**YOUR TASKS:**
**1.** In the post about the birth of Anne Josephine Culbreath, what was the baby's weight at birth?
**2.** Continue the post about the birth of Anne Josephine Culbreath from its last sentence.

===== SOURCE TEXT =====

The lovely Anne Josephine Culbreath was born on Martinmas, weighing 9.5 lbs. Mother and baby are doing well, thanks be to God. The prayers and support of family and friends were simply indispensable. It is humbling to receive so much more than one gives.
What an amazing thing a woman is. My woman in particular. Although I’ve been present for the births of four of our five children, I’m never really prepared for the drama. Some thoughts about childbirth:
1. Few things are as capable of focusing the mind on the realities of love, life, joy, suffering, and death.
2. A woman is never more vulnerable – and never closer to death – than the hour when she brings forth life.
3. The Blessed Virgin Mary is never more present.
4. There is something immensely satisfying in watching a skilled, competent, experienced physician handle a crisis.
5. Home birth is out of the question for us.
6. Nursing is a high and noble profession.
7. It is sad when a hospital is not Catholic.
8. A hospital (or nursing home) chaplainship should be the most highly coveted position in the Catholic priesthood.
This is our fifth child. Although there were a few raised eyebrows, for the most part everyone was respectful. One nurse did ask, incredibly, “So are you guys about done now?” – but I think she was just reaching for some trivial conversation in a busy and difficult moment.
One of the nurses came in with some papers and asked for the baby’s race. She looked at me, and then she looked at my wife. I said, “Well, my wife is Vietnamese with a little French in there somewhere. I’m mostly Danish and Scottish, with some English and Swede. My father also tells me that I’m a direct descendant of Pocahontas.” She paused for a moment with a confused look on her face, and then left the room. Yes, I had a little fun with that one. Heh.
Married people are not monks or nuns. Therefore, babies provide what little asceticism is imposed on us. Here’s a neat essay that says it better than I do. I’m not sure how we would have handled this if I had worked a real job that required punching a time-clock. In the last weeks of her pregnancy she was experiencing frequent contractions and I did not want her driving. So I drove her to her doctor’s appointments, took the kids to music lessons, went shopping, etc. She won’t be driving again for a couple of weeks. The weeks before the birth were good for me in other ways. By necessity, I spent a little more time with the kids. My usual two or three drinks in the evening often turned into one, or none. My working hours were somewhat more productive because they had to be. Now that the baby is home, everything revolves around her needs. We’ve got a queen-sized air mattress on the living room floor and very little walking space. The first night, LeXuan might have slept two hours at the most. I think I slept three and a half hours, mostly when I got back from a 4:30am emergency run to an all-night supermarket for infant formula. To think I had almost forgotten …
The experience of childbirth exposes all kinds of modern deceptions. Feminism, of course, is the first domino to fall. The differences between the sexes are impossible to avoid, the reality of fatherhood is ever-present, and the vulnerability of women is central to the experience. Individualism is the next domino: the radical dependency of mother and child can be jolting. All those relationships you thought you didn’t need are now essential. Egalitarianism is also dashed by reliance on a smoothly functioning hierarchy, and by dependence upon the language, customs, obligations, values, skills and intelligence of one’s neighbors.

===== GIVEN INFORMATION =====

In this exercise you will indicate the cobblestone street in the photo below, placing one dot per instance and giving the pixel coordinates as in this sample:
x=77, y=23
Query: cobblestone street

=====

**OUTPUTS BY TASK:**
**1.** 9.5 lbs

**2.**
Yesterday was my wife’s birthday. I explained my dilemma to the local florist this way. “Now, my wife just had a baby on November 11. Her birthday, however, is today. What’s the protocol in a situation like this? Can I get just one bouquet of flowers to cover both events? Or do I need to buy one for the childbirth and one for the birthday?” I didn’t really get an answer. She sold me one arrangement and told me to come back if I had any problems …
As a humorous aside, on the way back from the hospital one day I decided to take the kids to dinner at one of Glenn County’s fine dining establishments. It was a Mexican restaurant with a good reputation in Hamilton City. The food was decent, but there were a few flies buzzing around that were making us miserable. Our waitress was a cheerful, plump, grandmotherly Mexican matriarch. When I explained the problem to her, she gave me a sympathetic look and told me to wait as she disappeared into the kitchen. She returned a few moments later and handed me a flyswatter. That’s right, a flyswatter, one that had seen quite a bit of recent use. So I thanked her, got up from my chair, and proceeded to make war on the flies while my kids ate their dinner. I think I must’ve killed six or seven of the little pests, which was quite a feat considering that I was laughing the whole time. Not exactly how I wanted to spend my dinner hour! They should be thankful I wasn’t Erik Keilholtz or some other restaurant reviewer in cognito. I couldn’t bring myself to reduce the tip. As far as this waitress was concerned, we were just friends eating in her home dining room.